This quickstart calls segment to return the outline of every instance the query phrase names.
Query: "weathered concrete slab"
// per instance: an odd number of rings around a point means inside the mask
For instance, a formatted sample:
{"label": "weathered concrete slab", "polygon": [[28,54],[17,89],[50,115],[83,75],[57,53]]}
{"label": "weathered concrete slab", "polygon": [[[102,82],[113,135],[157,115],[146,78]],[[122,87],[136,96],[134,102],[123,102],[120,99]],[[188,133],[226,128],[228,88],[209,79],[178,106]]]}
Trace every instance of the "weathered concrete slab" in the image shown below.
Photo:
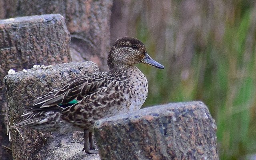
{"label": "weathered concrete slab", "polygon": [[65,18],[72,37],[72,59],[94,62],[101,70],[107,71],[112,1],[0,0],[0,4],[2,4],[0,17],[60,14]]}
{"label": "weathered concrete slab", "polygon": [[218,160],[216,127],[202,102],[148,107],[97,121],[102,160]]}
{"label": "weathered concrete slab", "polygon": [[[7,2],[6,5],[11,4]],[[63,17],[50,14],[0,20],[0,159],[10,160],[6,100],[2,80],[9,70],[71,61],[70,37]]]}
{"label": "weathered concrete slab", "polygon": [[[81,62],[58,64],[46,70],[30,69],[6,76],[8,120],[11,125],[22,119],[20,115],[35,98],[72,79],[88,73],[98,72],[94,63]],[[10,130],[11,130],[10,129]],[[81,151],[83,134],[65,135],[42,133],[27,128],[19,130],[24,140],[15,130],[10,130],[11,148],[14,160],[90,160],[98,159]],[[65,154],[64,154],[64,153]],[[83,159],[82,157],[83,157]]]}

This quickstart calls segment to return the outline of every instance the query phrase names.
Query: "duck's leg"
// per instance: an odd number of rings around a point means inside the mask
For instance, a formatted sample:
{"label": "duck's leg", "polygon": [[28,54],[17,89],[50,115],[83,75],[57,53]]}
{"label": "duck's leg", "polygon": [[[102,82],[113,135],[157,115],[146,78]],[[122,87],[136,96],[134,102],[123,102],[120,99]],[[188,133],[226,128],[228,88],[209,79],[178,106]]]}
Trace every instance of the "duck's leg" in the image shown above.
{"label": "duck's leg", "polygon": [[[88,154],[98,153],[98,151],[95,150],[95,146],[92,139],[92,133],[90,132],[89,130],[85,129],[84,130],[84,146],[82,151],[84,151],[86,153]],[[88,147],[89,146],[90,146],[90,149]]]}

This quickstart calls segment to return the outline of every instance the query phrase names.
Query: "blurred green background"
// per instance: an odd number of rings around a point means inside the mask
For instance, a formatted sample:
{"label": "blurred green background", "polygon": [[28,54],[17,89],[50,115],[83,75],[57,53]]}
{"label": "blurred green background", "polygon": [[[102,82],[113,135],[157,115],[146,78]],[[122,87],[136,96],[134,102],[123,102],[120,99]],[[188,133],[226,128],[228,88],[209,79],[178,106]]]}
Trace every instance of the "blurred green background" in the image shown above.
{"label": "blurred green background", "polygon": [[221,160],[256,159],[256,4],[114,0],[112,44],[136,37],[165,66],[138,65],[149,83],[144,107],[203,101],[216,122]]}

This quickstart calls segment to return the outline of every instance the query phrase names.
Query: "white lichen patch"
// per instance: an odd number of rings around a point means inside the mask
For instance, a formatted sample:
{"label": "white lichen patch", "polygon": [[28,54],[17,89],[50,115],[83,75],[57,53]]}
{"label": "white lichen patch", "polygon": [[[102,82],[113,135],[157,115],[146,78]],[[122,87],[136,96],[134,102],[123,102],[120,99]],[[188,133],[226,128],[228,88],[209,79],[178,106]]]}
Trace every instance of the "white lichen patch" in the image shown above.
{"label": "white lichen patch", "polygon": [[15,74],[15,72],[16,72],[15,70],[14,70],[12,69],[11,69],[10,70],[9,70],[9,71],[8,71],[8,75],[14,74]]}

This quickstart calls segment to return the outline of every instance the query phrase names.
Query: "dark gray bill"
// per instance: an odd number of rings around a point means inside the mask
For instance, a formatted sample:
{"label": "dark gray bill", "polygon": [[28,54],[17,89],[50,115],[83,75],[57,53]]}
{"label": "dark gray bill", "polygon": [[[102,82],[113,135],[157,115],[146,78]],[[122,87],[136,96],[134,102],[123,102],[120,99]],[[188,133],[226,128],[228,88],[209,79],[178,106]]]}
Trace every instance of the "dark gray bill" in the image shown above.
{"label": "dark gray bill", "polygon": [[145,58],[142,60],[141,62],[143,63],[145,63],[145,64],[150,66],[153,66],[158,68],[164,68],[164,66],[151,58],[151,57],[150,57],[146,53],[145,54]]}

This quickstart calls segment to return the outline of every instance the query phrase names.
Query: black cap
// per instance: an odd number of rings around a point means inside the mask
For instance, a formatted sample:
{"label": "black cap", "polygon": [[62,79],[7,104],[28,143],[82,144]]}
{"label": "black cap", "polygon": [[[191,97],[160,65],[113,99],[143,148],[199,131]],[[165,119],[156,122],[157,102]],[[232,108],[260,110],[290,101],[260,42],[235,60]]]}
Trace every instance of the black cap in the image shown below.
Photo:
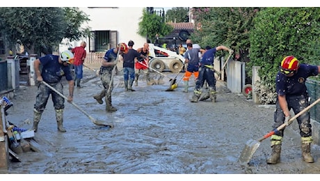
{"label": "black cap", "polygon": [[132,46],[134,46],[134,41],[132,41],[132,40],[129,41],[129,42],[128,42],[128,46],[129,47],[132,47]]}

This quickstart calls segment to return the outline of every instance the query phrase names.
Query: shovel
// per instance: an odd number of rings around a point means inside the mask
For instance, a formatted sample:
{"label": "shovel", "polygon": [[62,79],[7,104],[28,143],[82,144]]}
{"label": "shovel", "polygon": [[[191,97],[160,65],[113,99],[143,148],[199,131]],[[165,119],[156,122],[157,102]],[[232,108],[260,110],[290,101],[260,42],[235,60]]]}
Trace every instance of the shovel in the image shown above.
{"label": "shovel", "polygon": [[[177,81],[175,84],[171,86],[171,90],[175,90],[176,88],[178,87],[178,84],[183,79],[184,77],[184,76],[182,75],[182,77],[181,77],[180,79],[179,79],[178,81]],[[168,91],[168,90],[167,90],[167,91]]]}
{"label": "shovel", "polygon": [[88,67],[88,66],[87,66],[86,65],[84,65],[84,63],[82,64],[82,65],[83,65],[84,67],[88,68],[89,70],[91,70],[92,71],[95,72],[95,74],[96,74],[97,77],[99,77],[99,73],[98,73],[98,71],[97,71],[97,70],[95,70],[95,69],[93,69],[93,68],[90,68],[90,67]]}
{"label": "shovel", "polygon": [[118,49],[118,52],[117,52],[117,58],[115,58],[115,65],[114,65],[113,68],[112,69],[112,71],[111,71],[111,79],[110,80],[110,83],[109,83],[109,86],[108,87],[108,90],[106,90],[106,94],[107,95],[109,95],[110,93],[111,92],[111,85],[113,85],[113,77],[115,76],[115,70],[117,69],[117,63],[118,63],[118,61],[119,61],[119,55],[120,55],[120,47],[119,46]]}
{"label": "shovel", "polygon": [[[59,91],[58,91],[56,89],[55,89],[54,88],[53,88],[51,86],[49,85],[47,82],[42,81],[41,81],[43,84],[45,84],[45,86],[47,86],[47,87],[49,87],[51,90],[54,90],[56,93],[58,94],[60,96],[61,96],[62,97],[65,98],[65,100],[67,100],[67,97],[65,97],[63,94],[62,94],[61,93],[60,93]],[[97,120],[96,119],[95,119],[94,118],[93,118],[91,116],[90,116],[88,113],[87,113],[83,109],[82,109],[81,108],[80,108],[78,105],[77,105],[74,102],[70,102],[71,103],[72,105],[74,105],[75,107],[77,107],[79,110],[80,110],[80,111],[83,112],[86,116],[87,116],[89,119],[96,125],[97,126],[104,126],[104,127],[113,127],[113,125],[112,124],[106,124],[104,123],[103,121],[100,121],[100,120]]]}
{"label": "shovel", "polygon": [[[296,116],[292,117],[290,120],[288,121],[288,125],[290,124],[294,120],[295,120],[296,118],[299,117],[301,114],[304,113],[305,111],[308,111],[312,107],[314,107],[315,104],[317,104],[318,102],[320,102],[320,98],[319,98],[317,100],[314,102],[312,104],[305,108],[303,110],[300,111],[298,113],[297,113]],[[246,146],[244,147],[243,150],[242,150],[241,155],[240,155],[240,157],[239,159],[239,161],[240,162],[246,163],[248,164],[249,163],[250,160],[251,159],[252,157],[253,156],[253,154],[255,154],[255,151],[258,148],[258,147],[260,145],[260,143],[264,139],[271,136],[273,134],[275,133],[278,132],[278,131],[282,129],[284,127],[287,126],[287,123],[283,123],[276,129],[272,130],[271,132],[269,132],[266,135],[263,136],[262,138],[259,139],[258,140],[249,140],[247,141],[246,143]]]}
{"label": "shovel", "polygon": [[182,70],[182,68],[184,68],[184,66],[181,66],[181,68],[180,70],[179,70],[178,72],[177,73],[177,74],[175,76],[175,78],[173,79],[170,79],[170,86],[169,86],[169,88],[166,90],[166,91],[173,91],[175,88],[177,88],[177,84],[176,84],[176,82],[177,82],[177,77],[178,77],[178,74],[179,73],[181,72],[181,70]]}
========================================================================
-- PROBLEM REQUIREMENTS --
List every line in the records above that contains the word "blurred".

-- RESPONSE TO THE TASK --
Query: "blurred green background"
{"label": "blurred green background", "polygon": [[28,54],[17,89],[50,115],[83,75],[57,53]]}
{"label": "blurred green background", "polygon": [[[102,82],[113,135],[157,115],[146,78]],[[122,87],[136,96],[134,102],[123,102],[120,99]],[[188,133],[226,128],[228,88],[209,79],[178,106]]]}
Trace every instance of the "blurred green background" in the image shown above.
{"label": "blurred green background", "polygon": [[221,160],[256,159],[256,4],[114,0],[112,44],[136,37],[165,66],[138,65],[149,83],[144,107],[203,101],[216,122]]}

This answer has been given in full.